Исходный текст:
+ + + + +

23.04.2012 00:07
Культура

Павел Басинский о литературе как о "зоне риска"

Текст:  Павел Басинский (писатель)
Российская газета - Федеральный выпуск: №89 (5762)
Читать на сайте RG.RU

На прошлой неделе, в среду, были объявлены и награждены лауреаты Горьковской литературной премии, учрежденной в 2005 году журналом "Литературная учеба" и Российским фондом культуры. Среди лауреатов в разных номинациях: прозаики Михаил Попов и Гарри Гордон, поэт Юрий Могутин, филолог Николай Скатов и автор "Российской газеты" Дмитрий Шеваров, который получил премию за книгу очерков и интервью "Добрые лица" (М.: Феория, 2010).

С особой радостью поздравляя Диму, я, тем не менее, сначала хочу сказать не о его книге, о которой уже не раз писал. Меня крайне заинтересовала речь на вручении ему премии одного из членов жюри - критика Льва Пирогова.

+ + + + +

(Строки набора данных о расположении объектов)
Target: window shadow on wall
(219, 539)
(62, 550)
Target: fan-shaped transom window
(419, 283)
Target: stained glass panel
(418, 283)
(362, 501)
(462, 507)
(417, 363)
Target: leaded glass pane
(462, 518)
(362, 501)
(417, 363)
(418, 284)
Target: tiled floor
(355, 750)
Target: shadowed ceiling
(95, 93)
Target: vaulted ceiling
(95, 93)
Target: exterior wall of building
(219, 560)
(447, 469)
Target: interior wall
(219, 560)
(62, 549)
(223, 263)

+ + + + +

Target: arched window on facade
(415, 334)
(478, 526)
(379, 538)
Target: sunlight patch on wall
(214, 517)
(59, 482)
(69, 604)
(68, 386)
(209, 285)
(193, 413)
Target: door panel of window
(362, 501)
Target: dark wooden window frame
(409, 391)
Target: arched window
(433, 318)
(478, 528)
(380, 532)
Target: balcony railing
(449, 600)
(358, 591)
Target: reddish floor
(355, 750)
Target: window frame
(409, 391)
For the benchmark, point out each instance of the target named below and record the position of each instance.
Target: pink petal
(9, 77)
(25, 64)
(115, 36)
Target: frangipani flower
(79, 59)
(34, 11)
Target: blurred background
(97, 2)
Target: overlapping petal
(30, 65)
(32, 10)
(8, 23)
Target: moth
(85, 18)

+ + + + +

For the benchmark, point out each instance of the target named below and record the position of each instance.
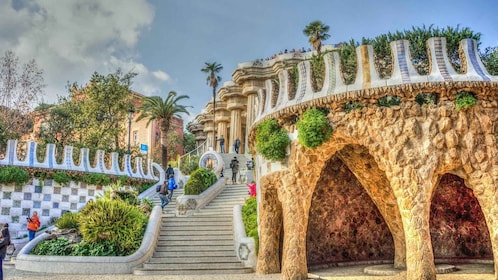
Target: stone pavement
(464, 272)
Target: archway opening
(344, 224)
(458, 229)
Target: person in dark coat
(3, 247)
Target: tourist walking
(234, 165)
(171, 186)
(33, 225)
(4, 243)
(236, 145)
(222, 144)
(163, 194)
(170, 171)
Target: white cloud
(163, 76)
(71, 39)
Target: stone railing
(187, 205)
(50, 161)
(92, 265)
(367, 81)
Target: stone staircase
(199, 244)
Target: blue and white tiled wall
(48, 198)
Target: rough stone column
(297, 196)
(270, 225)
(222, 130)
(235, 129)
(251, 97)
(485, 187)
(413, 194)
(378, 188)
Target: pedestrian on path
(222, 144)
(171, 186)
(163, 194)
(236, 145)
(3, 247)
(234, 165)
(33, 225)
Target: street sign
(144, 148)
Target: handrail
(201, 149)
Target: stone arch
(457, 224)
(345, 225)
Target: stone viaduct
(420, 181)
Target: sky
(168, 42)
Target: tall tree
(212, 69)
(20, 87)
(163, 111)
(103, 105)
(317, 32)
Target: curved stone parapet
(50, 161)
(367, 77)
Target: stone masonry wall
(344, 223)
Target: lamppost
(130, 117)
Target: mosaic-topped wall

+ + + + +

Задания:
1. По исходному тексту ответьте на вопросы:
(а) В каком году учреждена Горьковская литературная премия?
(б) За какую книгу премию получил Дмитрий Шеваров?
(в) Чья речь на вручении премии заинтересовала автора?
2. Масштабируйте только записи между строками, содержащими "Target: rough stone column" и "Target: mosaic-topped wall", включительно. Приведите эти строки заново вместе с запросами, а каждую координату в ответах умножьте на 0,5 и округлите до целого, половины округляйте вверх.

Ответы к заданиям:
1.
(а) В 2005 году.
(б) За книгу очерков и интервью «Добрые лица».
(в) Речь критика Льва Пирогова, одного из членов жюри.

2.
Target: rough stone column
(149, 98)
(135, 113)
(111, 65)
(118, 65)
(126, 49)
(243, 94)
(207, 97)
(189, 94)
Target: pedestrian on path
(111, 72)
(86, 93)
(82, 97)
(118, 73)
(2, 124)
(117, 83)
(17, 113)
Target: street sign
(72, 74)
Target: handrail
(101, 75)
Target: stone arch
(229, 112)
(173, 113)
Target: stone viaduct
(210, 91)
Target: sky
(84, 21)
Target: tall tree
(106, 35)
(10, 44)
(82, 56)
(52, 53)
(159, 16)
Target: curved stone parapet
(25, 81)
(184, 39)
Target: stone masonry wall
(172, 112)
Target: lamppost
(65, 59)
Target: mosaic-topped wall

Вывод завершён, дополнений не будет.